Working data:
########################################
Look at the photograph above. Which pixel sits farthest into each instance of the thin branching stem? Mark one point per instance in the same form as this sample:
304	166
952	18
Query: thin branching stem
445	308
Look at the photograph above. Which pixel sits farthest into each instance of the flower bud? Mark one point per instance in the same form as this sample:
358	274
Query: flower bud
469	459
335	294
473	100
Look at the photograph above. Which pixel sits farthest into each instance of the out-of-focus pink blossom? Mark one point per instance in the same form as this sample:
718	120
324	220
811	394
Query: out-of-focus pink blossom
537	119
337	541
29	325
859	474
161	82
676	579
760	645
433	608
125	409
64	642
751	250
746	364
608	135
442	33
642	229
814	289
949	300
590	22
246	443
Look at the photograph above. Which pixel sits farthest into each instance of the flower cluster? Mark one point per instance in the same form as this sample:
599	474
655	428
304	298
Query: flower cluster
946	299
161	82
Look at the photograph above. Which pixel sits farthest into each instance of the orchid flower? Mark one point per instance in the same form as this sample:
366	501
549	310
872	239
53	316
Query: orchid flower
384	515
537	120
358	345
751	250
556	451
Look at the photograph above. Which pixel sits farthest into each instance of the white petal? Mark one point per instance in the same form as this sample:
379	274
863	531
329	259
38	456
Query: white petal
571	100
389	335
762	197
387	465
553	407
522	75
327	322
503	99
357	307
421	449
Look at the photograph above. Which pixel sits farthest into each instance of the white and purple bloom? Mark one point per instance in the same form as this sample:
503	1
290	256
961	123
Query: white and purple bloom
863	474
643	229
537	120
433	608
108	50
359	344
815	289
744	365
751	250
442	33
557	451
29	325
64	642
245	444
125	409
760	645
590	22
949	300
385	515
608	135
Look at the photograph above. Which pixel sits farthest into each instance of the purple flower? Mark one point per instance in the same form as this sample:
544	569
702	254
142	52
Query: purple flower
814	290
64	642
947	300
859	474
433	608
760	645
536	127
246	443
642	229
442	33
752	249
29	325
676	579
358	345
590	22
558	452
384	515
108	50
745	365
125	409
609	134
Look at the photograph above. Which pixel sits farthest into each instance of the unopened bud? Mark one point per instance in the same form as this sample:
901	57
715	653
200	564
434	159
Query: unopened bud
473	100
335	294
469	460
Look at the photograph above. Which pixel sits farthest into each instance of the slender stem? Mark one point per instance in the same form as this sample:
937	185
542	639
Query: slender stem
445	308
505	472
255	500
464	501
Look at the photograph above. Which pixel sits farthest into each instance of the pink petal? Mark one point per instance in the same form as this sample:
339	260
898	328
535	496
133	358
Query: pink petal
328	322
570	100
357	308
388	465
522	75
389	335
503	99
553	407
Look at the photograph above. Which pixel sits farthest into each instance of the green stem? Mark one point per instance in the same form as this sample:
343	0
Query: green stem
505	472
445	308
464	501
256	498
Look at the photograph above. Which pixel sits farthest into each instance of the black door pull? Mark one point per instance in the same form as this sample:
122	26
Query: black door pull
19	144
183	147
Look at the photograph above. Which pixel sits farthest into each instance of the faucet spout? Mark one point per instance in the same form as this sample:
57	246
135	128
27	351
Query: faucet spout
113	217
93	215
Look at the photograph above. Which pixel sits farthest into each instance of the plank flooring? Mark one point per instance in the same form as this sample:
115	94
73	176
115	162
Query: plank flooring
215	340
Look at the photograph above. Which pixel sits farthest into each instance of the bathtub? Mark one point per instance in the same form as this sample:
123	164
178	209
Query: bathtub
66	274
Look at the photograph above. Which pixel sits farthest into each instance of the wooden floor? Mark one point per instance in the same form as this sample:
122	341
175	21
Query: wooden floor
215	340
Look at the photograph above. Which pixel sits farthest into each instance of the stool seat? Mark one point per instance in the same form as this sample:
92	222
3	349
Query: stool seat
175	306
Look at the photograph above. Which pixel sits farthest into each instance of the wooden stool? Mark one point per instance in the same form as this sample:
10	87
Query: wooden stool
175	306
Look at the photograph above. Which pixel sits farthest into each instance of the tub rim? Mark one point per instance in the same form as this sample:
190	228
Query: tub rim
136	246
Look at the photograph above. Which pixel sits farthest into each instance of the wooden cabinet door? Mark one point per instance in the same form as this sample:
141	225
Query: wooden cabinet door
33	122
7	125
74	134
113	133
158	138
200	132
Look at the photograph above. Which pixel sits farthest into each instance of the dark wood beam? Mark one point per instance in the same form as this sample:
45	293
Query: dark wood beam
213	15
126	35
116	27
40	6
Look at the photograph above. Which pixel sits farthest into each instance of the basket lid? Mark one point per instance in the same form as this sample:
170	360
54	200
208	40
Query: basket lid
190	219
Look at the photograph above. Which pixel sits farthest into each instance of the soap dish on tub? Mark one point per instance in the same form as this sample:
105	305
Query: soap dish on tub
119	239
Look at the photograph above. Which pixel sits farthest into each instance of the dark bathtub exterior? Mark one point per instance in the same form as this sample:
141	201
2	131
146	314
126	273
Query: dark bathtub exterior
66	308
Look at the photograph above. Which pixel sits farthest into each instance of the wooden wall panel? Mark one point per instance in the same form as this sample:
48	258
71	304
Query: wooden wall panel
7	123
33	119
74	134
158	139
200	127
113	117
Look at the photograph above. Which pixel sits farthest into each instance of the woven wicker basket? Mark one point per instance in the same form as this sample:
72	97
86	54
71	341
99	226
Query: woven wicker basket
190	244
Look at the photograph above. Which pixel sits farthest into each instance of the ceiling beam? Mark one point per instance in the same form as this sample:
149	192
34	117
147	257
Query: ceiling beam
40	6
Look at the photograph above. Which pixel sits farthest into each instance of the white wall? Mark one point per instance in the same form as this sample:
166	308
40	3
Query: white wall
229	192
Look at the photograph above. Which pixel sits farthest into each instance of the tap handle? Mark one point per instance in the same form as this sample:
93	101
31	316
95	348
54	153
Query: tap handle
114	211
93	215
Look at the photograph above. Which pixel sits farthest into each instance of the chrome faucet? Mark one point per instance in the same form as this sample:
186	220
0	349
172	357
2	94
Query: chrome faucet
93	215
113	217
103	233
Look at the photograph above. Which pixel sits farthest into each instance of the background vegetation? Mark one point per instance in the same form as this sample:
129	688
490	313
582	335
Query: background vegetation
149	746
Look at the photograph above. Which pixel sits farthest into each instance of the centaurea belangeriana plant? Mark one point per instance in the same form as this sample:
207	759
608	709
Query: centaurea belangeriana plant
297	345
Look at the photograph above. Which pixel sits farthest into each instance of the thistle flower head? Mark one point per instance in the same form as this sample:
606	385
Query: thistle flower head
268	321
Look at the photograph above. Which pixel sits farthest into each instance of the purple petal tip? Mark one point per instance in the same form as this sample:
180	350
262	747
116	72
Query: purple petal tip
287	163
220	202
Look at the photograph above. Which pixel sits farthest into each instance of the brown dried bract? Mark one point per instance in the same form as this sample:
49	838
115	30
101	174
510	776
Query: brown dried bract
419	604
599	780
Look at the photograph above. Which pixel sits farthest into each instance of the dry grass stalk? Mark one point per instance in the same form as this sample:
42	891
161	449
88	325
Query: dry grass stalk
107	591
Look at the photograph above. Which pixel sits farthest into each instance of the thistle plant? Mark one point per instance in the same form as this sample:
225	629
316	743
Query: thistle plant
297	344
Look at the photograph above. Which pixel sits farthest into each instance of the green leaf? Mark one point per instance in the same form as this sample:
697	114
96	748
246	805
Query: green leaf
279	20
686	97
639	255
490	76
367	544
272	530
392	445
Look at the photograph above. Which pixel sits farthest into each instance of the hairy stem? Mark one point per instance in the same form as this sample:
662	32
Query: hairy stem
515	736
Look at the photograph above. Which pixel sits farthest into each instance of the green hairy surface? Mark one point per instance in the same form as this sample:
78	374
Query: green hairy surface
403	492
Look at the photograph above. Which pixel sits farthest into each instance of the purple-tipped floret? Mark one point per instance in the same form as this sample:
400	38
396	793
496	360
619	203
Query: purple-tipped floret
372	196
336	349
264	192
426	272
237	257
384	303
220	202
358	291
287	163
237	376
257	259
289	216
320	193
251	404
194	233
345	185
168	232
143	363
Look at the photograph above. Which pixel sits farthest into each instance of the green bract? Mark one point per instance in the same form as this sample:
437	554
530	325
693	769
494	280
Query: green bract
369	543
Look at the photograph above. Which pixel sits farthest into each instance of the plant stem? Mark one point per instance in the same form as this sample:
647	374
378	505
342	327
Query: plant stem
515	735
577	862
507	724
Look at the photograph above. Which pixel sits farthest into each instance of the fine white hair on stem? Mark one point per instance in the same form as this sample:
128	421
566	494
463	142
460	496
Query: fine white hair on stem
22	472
########################################
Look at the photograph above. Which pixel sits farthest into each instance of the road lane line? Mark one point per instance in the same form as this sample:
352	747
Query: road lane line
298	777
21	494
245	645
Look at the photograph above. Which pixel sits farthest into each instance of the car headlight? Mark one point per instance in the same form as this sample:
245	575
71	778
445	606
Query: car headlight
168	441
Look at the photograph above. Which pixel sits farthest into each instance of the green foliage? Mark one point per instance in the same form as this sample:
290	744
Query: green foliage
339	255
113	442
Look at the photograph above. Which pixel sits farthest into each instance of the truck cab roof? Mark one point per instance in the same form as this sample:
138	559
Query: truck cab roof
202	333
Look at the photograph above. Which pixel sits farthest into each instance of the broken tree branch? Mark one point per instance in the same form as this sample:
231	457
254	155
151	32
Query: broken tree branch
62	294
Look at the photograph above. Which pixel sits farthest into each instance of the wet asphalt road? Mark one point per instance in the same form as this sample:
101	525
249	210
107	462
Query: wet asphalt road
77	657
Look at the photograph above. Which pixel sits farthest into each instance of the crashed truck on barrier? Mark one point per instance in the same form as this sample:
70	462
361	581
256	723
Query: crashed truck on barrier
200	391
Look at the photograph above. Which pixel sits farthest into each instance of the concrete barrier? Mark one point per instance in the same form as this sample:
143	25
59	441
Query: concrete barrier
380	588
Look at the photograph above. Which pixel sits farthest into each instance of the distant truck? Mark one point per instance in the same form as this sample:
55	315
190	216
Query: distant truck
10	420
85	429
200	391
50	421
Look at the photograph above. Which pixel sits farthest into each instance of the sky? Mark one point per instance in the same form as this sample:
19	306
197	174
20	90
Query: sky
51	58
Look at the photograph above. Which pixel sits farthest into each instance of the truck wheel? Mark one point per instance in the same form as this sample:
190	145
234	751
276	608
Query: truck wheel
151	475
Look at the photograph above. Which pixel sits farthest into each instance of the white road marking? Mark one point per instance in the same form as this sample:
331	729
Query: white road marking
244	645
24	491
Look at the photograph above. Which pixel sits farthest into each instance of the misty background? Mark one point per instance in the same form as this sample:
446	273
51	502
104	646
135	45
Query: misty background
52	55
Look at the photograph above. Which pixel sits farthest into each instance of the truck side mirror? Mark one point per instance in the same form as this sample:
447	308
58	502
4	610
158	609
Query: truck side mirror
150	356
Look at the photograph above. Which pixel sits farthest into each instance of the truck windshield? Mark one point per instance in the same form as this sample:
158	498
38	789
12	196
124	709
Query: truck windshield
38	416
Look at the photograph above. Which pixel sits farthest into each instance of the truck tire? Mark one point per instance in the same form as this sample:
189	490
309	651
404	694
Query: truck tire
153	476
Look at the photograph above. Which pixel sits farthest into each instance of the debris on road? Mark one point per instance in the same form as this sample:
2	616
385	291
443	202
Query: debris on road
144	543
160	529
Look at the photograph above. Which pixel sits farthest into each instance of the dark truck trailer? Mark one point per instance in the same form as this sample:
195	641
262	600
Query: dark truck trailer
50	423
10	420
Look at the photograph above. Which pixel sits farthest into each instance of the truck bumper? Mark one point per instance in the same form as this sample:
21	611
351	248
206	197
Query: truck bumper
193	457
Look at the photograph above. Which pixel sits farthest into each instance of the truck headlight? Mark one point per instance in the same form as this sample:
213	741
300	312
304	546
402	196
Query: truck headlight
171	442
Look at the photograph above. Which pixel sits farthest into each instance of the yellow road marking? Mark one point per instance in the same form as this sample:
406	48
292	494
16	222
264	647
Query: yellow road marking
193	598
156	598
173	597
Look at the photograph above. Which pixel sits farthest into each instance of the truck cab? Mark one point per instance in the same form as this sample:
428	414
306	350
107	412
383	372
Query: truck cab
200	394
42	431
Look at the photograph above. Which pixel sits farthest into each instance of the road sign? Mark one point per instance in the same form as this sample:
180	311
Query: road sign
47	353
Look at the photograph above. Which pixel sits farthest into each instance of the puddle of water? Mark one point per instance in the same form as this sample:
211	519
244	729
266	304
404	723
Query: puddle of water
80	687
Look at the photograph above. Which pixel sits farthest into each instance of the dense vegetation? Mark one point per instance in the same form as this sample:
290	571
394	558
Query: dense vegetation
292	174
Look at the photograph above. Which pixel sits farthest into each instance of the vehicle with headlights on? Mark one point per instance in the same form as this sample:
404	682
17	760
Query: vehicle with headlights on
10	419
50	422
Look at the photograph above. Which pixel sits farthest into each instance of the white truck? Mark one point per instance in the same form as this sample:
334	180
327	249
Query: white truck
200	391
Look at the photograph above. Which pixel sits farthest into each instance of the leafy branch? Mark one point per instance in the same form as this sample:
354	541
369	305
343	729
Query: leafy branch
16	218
########################################
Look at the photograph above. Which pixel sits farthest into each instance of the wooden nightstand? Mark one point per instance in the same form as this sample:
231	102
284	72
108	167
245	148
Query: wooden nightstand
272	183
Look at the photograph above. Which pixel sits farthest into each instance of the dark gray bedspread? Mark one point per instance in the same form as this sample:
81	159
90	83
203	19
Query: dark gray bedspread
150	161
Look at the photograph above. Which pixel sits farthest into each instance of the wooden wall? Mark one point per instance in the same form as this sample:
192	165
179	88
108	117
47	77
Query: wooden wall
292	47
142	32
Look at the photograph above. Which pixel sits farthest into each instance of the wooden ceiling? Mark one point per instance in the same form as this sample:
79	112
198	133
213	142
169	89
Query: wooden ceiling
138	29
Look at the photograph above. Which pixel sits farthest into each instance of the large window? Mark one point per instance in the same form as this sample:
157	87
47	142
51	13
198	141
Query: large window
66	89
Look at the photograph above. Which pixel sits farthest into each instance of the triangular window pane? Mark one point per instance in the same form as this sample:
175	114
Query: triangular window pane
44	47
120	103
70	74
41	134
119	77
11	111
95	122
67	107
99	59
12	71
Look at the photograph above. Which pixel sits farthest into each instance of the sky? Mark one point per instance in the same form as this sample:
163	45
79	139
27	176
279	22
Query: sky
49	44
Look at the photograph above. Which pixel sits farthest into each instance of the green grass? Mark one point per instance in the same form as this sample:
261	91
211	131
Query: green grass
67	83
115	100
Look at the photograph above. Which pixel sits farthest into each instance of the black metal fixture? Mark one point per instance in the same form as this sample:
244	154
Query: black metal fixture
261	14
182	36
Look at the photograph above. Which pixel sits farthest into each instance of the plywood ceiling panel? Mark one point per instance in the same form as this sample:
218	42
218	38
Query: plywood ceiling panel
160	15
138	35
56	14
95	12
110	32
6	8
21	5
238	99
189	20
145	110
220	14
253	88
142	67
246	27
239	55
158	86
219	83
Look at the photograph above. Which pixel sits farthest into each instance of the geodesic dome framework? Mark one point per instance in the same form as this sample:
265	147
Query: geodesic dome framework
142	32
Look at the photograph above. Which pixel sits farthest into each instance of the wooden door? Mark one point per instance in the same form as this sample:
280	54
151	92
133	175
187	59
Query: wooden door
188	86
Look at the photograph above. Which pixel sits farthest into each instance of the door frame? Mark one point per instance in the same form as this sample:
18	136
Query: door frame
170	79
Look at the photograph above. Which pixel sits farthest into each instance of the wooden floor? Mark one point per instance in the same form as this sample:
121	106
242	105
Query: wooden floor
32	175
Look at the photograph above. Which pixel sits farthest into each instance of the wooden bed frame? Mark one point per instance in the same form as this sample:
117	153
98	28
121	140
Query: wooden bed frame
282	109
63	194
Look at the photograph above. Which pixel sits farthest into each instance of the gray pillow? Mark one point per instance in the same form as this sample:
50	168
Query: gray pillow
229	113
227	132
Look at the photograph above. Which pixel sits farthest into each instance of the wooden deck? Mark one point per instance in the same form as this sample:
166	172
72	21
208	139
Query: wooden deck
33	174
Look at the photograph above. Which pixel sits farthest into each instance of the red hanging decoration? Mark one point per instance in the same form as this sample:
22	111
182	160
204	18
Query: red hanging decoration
########################################
Work out how many lines in the material contain the string "hanging", then write that number and nothing more.

2